SELECTED EXCERPT:
+--

- Since Iran's 1979 revolution and US hostage crisis, Washington's
been spoiling for a fight. The Carter administration considered invading
and seizing its oil fields.
- Washington exploited Iran/Iraq tensions and encouraged
Saddam Hussein to attack. Earlier Iran's Shah was supported. After 1979,
US foreign policy shifted.
- The Carter Doctrine pledged Middle East military intervention
if US interests were threatened. Reagan escalated Carter policies short
of committing US forces in combat. Saddam then got US backing. A decade
of war followed. America pretended support for both sides, but mostly gave
it to Iraq.
- US/Iranian relations remain tense. Washington's sought
regime change in Tehran for years. Various confrontational tactics include
on and off saber rattling, sanctions, and direct meddling in Iran's internal
affairs, perhaps including covert US Special Forces and CIA operatives
there causing trouble.
- Why not? They do it in dozens of countries globally,
using death squads and other destabilizing tactics.

+--

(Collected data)
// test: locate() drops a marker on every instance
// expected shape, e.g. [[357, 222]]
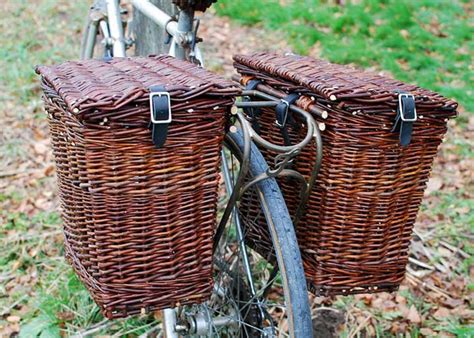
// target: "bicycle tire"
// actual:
[[284, 242]]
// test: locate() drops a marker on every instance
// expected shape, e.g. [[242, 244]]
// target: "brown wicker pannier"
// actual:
[[138, 220], [356, 232]]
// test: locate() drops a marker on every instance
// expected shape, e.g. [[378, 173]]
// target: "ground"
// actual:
[[39, 294]]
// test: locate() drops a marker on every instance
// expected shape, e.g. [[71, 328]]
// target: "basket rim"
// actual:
[[335, 83]]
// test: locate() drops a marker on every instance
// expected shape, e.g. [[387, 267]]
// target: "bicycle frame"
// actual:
[[183, 36], [106, 16]]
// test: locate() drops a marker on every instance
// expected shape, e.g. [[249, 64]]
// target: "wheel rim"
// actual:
[[257, 311]]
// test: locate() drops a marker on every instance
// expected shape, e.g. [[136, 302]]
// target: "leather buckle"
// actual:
[[401, 105], [158, 114]]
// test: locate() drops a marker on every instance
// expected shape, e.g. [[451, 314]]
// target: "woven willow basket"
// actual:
[[138, 221], [356, 232]]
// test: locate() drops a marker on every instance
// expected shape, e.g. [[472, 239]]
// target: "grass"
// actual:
[[427, 42]]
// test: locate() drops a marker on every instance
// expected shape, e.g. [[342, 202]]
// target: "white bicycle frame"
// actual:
[[182, 45]]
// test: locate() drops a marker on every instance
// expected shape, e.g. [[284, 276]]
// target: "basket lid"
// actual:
[[338, 83], [109, 84]]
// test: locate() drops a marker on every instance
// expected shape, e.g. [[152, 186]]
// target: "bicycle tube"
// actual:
[[284, 243]]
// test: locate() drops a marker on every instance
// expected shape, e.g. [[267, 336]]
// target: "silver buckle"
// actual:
[[152, 118], [402, 113]]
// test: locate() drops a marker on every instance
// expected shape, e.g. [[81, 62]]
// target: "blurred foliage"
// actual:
[[427, 42]]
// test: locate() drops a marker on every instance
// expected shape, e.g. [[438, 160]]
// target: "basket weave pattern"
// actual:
[[138, 221], [356, 232]]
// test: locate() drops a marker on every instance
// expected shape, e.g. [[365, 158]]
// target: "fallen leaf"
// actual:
[[65, 316], [13, 319], [40, 148], [427, 332], [434, 184], [441, 313], [413, 315]]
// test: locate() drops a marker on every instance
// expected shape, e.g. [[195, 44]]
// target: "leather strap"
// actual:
[[253, 113], [406, 116], [283, 116], [160, 115]]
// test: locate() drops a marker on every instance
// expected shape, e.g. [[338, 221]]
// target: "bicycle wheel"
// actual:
[[253, 297]]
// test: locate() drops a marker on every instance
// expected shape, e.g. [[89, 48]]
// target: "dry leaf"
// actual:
[[441, 313], [434, 184], [40, 148], [413, 315], [13, 319]]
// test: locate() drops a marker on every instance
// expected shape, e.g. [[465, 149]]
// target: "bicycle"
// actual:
[[253, 296]]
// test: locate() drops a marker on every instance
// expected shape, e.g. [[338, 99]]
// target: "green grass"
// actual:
[[427, 42]]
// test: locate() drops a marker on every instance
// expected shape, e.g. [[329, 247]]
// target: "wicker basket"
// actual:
[[356, 232], [138, 220]]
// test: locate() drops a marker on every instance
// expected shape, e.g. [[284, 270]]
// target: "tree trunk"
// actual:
[[149, 37]]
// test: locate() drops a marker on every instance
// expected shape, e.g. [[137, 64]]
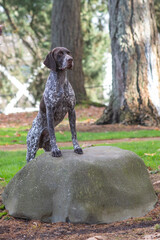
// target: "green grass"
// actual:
[[12, 162], [10, 136]]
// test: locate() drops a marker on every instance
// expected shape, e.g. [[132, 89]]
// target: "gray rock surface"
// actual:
[[103, 185]]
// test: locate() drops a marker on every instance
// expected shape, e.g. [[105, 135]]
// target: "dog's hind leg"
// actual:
[[45, 141], [32, 145]]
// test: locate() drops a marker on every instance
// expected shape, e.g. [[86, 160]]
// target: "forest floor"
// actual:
[[147, 227]]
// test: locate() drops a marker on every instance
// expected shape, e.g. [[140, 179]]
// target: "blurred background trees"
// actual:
[[27, 40], [28, 37]]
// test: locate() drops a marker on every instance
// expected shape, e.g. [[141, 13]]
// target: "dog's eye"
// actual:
[[60, 53]]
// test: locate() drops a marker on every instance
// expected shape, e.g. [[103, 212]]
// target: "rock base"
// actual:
[[103, 185]]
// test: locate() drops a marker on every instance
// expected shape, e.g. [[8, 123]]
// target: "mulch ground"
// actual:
[[147, 227]]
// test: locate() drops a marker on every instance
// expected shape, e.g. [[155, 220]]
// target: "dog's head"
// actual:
[[59, 59]]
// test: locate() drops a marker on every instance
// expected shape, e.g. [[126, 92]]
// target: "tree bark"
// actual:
[[135, 64], [66, 32]]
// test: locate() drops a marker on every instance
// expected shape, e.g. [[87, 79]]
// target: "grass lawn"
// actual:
[[10, 136], [12, 162]]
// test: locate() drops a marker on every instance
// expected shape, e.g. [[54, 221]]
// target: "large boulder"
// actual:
[[103, 185]]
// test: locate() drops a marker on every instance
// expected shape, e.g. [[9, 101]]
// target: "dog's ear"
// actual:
[[50, 61]]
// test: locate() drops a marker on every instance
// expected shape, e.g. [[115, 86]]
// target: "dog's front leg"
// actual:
[[50, 123], [72, 122]]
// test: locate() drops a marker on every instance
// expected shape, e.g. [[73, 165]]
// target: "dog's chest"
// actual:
[[63, 106]]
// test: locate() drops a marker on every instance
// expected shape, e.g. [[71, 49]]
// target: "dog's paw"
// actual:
[[78, 150], [56, 153]]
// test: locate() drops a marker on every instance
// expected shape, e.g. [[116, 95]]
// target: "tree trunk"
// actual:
[[66, 32], [135, 64]]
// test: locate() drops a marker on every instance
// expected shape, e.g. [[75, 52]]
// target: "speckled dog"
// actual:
[[58, 99]]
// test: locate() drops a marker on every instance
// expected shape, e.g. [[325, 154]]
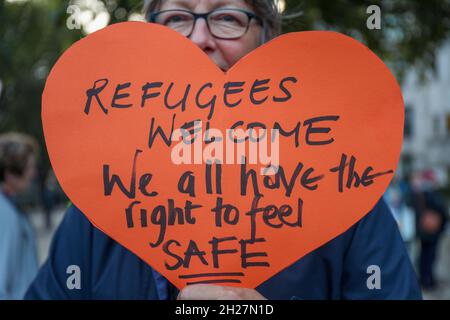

+--

CHALLENGES:
[a] Could you output, as a numbered list with blank lines dropped, the stretch of the collected data rows from the start through the line containing "[[39, 294]]", leaving the pictures out?
[b] Can you write what comes next in the passage on US policy toward Iran?

RESPONSES TO THE EXERCISE:
[a]
1. // test: locate() drops a marker on every instance
2. // expected shape, e.g. [[357, 222]]
3. // target: "bicycle tire"
4. // actual:
5. [[284, 242]]
6. // test: locate() drops a marker on every instance
7. // expected shape, e.g. [[242, 244]]
8. // target: "brown wicker pannier"
9. // actual:
10. [[138, 220], [356, 232]]
11. // test: locate() drops a marker on every instance
12. // expected shape, e.g. [[378, 173]]
13. // target: "ground"
14. // actual:
15. [[39, 294]]

[b]
- Washington also makes baseless accusations of anti-US
involvement in Iraq and Afghanistan. It calls Tehran a threat to world
peace, saying its commercial nuclear program plans nuclear weapons development.
Unmentioned is Israel's known arsenal and willingness to use it preemptively.
- US media scoundrels regurgitate official lies and suppress
vital truths. New York Times writers and commentators play lead roles.
The latest alleged plot is laughable on its face. But it's headline news
across America, including on The Times' front page, saying "US Accuses
Iranians of Plotting to Kill Saudi Envoy."
- What's explained sounds more like a bad film plot, saying:
- Washington "accused Iranian officials of plotting
to murder Saudi Arabia's ambassador to the United States (Adel al-Jubeir)
in a bizarre scheme involving an Iran-American used-car salesman who believed
he was hiring assassins from a Mexican drug cartel for $1.5 million."
- Also allegedly involved were plans to bomb Israel's Washington
embassy and Saudi and Israeli embassies in Argentina.
- But there's more, a "side deal" said The Times
between Iran's Revolutionary Guard (its elite military unit) and Mexico's
Los Zetas drug cartel to smuggle opium from the Middle East to Mexico.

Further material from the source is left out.